— Выбранный отрывок —
Настроение в городе было приподнятое. Все население высыпало на улицы, мелькали белые платья и праздничные наряды. Сами добровольцы в своих английских хаки имели щегольской и молодцеватый вид. Толпы народа ходили по городу с национальными флагами и, — несмотря на тяжелые воспоминания, связанные с «патриотическими манифестациями», — в этот день было приятно видеть и эти толпы, и эти знамёна. Чувствовалось всеобщее единение, напоминавшее первые дни революции. Большевистская власть, чрезвычайка и расстрелы представлялись каким-то дурным сном, навсегда схороненным. Поспешное бегство большевиков, кровавые расправы перед уходом, всеобщее возмущение против них — все это не оставляло, казалось, и сомнения в том, что эта опозорившаяся и всеми проклинаемая власть окончательно отошла в историю…
Впрочем, эти мысли невольно охватывали нас регулярно при каждой эвакуации… Тем трагичнее бывало разочарование, когда большевики — возвращались.
Антибольшевистские чувства толпы били через край. Они особенно муссировались теми печальными реликвиями, которые оставили по себе последние дни советской власти. Слово «чрезвычайка» было у всех на устах. Толпы народа тянулись в бывшие помещения Чека. Самая ужасная картина открывалась перед посетителями в доме на Садовой № 5. Как я уже говорил, там Губчека (помещавшаяся напротив, в генерал-губернаторском доме) производила расстрелы. Для этого дела был приспособлен особый бетонированный сарай, стены которого хорошо заглушали звуки выстрелов… Сарай этот был оставлен ушедшими большевиками в самом кошмарном виде. Пол был залит кровью, по углам валялись куски человеческих мозгов. Картина была потрясающая.

— Короткое задание —
Воспроизведите целиком приведенный выше отрывок о городе после ухода большевиков, не меняя в нем ни слова и ни знака.

— Предоставленный материал —

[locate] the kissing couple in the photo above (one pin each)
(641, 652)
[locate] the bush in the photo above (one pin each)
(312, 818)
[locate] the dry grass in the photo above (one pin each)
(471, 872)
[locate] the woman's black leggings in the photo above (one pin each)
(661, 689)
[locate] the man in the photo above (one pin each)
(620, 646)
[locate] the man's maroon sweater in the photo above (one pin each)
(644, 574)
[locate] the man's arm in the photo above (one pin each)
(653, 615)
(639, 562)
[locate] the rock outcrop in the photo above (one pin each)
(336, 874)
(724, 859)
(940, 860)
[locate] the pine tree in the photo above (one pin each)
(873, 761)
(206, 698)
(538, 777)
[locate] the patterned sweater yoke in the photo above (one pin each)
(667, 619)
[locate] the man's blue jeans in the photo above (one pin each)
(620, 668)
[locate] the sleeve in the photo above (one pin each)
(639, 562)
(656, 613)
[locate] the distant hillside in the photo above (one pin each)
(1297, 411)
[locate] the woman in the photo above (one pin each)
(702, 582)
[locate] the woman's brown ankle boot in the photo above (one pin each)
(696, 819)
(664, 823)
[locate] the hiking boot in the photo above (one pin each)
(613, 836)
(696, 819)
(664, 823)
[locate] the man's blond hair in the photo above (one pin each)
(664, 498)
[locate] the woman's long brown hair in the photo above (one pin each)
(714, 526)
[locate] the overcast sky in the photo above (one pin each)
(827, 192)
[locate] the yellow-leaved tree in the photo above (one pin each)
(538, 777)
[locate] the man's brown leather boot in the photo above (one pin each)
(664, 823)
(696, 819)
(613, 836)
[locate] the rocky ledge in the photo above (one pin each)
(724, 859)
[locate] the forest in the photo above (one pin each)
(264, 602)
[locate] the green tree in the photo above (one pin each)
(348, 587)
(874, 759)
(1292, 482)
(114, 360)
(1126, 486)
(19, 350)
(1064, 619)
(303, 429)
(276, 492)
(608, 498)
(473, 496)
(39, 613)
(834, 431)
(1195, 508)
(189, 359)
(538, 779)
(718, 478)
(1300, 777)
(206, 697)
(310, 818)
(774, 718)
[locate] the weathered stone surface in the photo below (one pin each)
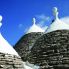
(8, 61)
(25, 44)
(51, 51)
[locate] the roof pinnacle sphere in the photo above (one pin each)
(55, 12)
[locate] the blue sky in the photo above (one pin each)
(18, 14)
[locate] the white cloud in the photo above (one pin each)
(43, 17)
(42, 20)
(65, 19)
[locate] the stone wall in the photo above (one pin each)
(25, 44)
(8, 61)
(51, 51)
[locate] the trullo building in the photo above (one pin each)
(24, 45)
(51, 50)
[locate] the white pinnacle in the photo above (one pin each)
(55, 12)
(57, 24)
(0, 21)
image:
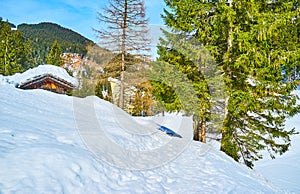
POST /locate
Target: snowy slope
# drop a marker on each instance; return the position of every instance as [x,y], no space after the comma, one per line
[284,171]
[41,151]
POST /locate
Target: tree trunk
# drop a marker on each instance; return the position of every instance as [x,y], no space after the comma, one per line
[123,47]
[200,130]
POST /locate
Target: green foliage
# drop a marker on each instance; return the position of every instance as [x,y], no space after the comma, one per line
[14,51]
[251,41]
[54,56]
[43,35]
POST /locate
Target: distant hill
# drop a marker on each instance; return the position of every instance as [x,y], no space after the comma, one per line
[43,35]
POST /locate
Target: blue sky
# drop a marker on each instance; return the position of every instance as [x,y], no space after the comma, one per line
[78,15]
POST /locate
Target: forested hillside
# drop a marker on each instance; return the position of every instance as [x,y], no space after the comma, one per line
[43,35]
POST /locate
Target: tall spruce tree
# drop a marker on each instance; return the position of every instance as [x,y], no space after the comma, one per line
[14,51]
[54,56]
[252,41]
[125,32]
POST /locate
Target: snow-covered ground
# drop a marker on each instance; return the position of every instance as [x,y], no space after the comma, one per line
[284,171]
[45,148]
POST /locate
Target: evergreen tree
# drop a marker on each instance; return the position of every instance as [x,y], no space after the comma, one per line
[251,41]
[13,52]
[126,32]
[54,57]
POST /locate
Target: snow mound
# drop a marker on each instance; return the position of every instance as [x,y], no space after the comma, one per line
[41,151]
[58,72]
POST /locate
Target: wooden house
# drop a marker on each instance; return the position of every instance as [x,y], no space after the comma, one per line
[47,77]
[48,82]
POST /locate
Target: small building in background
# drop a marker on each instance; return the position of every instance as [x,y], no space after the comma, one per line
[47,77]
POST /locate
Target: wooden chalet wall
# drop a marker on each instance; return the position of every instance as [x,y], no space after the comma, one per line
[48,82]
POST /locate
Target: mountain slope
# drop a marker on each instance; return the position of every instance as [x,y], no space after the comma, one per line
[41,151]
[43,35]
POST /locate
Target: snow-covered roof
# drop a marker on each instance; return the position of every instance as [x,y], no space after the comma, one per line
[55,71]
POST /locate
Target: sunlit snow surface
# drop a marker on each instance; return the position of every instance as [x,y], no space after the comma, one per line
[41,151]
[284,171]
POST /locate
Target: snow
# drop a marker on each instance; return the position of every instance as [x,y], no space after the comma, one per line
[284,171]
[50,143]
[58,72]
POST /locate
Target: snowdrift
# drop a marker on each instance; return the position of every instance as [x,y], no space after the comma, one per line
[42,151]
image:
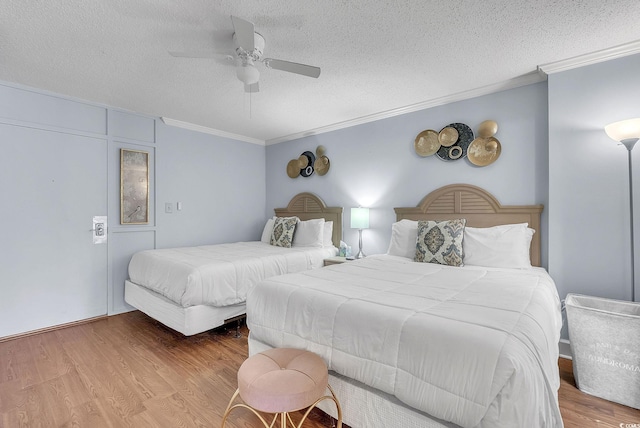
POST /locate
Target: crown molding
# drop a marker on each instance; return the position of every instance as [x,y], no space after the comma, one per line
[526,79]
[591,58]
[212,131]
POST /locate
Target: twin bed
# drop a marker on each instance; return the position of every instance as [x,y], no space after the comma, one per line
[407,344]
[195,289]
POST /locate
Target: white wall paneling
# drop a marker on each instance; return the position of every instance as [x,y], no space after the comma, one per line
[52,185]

— Ожидаемый ответ —
Настроение в городе было приподнятое. Все население высыпало на улицы, мелькали белые платья и праздничные наряды. Сами добровольцы в своих английских хаки имели щегольской и молодцеватый вид. Толпы народа ходили по городу с национальными флагами и, — несмотря на тяжелые воспоминания, связанные с «патриотическими манифестациями», — в этот день было приятно видеть и эти толпы, и эти знамёна. Чувствовалось всеобщее единение, напоминавшее первые дни революции. Большевистская власть, чрезвычайка и расстрелы представлялись каким-то дурным сном, навсегда схороненным. Поспешное бегство большевиков, кровавые расправы перед уходом, всеобщее возмущение против них — все это не оставляло, казалось, и сомнения в том, что эта опозорившаяся и всеми проклинаемая власть окончательно отошла в историю…
Впрочем, эти мысли невольно охватывали нас регулярно при каждой эвакуации… Тем трагичнее бывало разочарование, когда большевики — возвращались.
Антибольшевистские чувства толпы били через край. Они особенно муссировались теми печальными реликвиями, которые оставили по себе последние дни советской власти. Слово «чрезвычайка» было у всех на устах. Толпы народа тянулись в бывшие помещения Чека. Самая ужасная картина открывалась перед посетителями в доме на Садовой № 5. Как я уже говорил, там Губчека (помещавшаяся напротив, в генерал-губернаторском доме) производила расстрелы. Для этого дела был приспособлен особый бетонированный сарай, стены которого хорошо заглушали звуки выстрелов… Сарай этот был оставлен ушедшими большевиками в самом кошмарном виде. Пол был залит кровью, по углам валялись куски человеческих мозгов. Картина была потрясающая.